>>>>

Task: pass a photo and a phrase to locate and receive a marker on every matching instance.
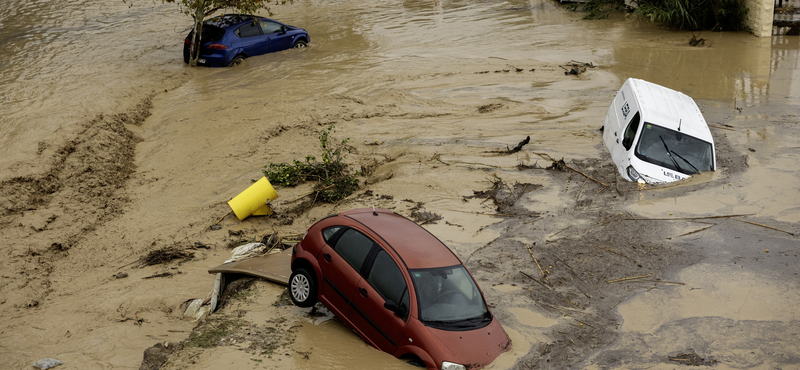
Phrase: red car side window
(354, 247)
(387, 279)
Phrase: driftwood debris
(575, 67)
(692, 359)
(520, 145)
(561, 164)
(768, 227)
(685, 218)
(629, 278)
(537, 262)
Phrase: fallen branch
(665, 282)
(534, 279)
(537, 262)
(768, 227)
(519, 146)
(721, 127)
(613, 251)
(571, 168)
(687, 218)
(630, 278)
(696, 231)
(221, 218)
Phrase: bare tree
(200, 9)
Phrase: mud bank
(137, 170)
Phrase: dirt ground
(583, 269)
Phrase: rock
(47, 363)
(157, 355)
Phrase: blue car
(229, 39)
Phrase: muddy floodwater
(110, 147)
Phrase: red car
(398, 287)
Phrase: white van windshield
(674, 150)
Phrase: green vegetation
(334, 180)
(598, 9)
(695, 15)
(692, 15)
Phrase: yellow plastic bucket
(254, 200)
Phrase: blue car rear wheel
(237, 60)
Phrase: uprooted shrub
(334, 179)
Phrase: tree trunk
(194, 50)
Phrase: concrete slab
(274, 267)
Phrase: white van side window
(630, 132)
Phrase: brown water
(402, 72)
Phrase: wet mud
(136, 156)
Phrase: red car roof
(417, 247)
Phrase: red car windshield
(449, 299)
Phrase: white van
(656, 134)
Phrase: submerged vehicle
(656, 134)
(229, 39)
(399, 288)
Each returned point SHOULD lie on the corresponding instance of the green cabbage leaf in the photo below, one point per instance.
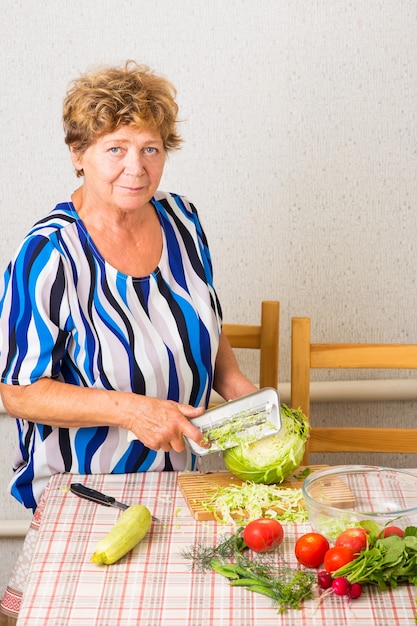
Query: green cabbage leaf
(272, 459)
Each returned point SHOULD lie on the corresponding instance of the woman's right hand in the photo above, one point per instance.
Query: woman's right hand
(161, 424)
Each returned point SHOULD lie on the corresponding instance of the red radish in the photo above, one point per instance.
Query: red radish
(355, 591)
(341, 586)
(324, 580)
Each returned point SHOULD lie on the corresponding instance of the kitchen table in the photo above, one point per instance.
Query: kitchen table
(153, 585)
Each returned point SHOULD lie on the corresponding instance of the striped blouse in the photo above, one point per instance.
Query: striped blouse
(65, 313)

<<<<

== What is expected ==
Beginning at the line above that contains "Phrase: brown water", repeat each line exactly through the one that contains "of the woman's", and leave out the pictures.

== Answer ==
Phrase: brown water
(402, 72)
Phrase: wet mud
(136, 156)
Phrase: red car roof
(417, 247)
Phrase: red car windshield
(449, 299)
Phrase: white van
(656, 134)
Phrase: submerged vehicle
(656, 134)
(229, 39)
(399, 288)
Each returned point SHOULD lie on the corresponding instance of the green cabbage leaf in the photo below, one point per instance.
Query: green cabbage leaf
(272, 459)
Each returned point SHOULD lie on the corresponding instance of the woman's right hand in the photo above, one point per instance.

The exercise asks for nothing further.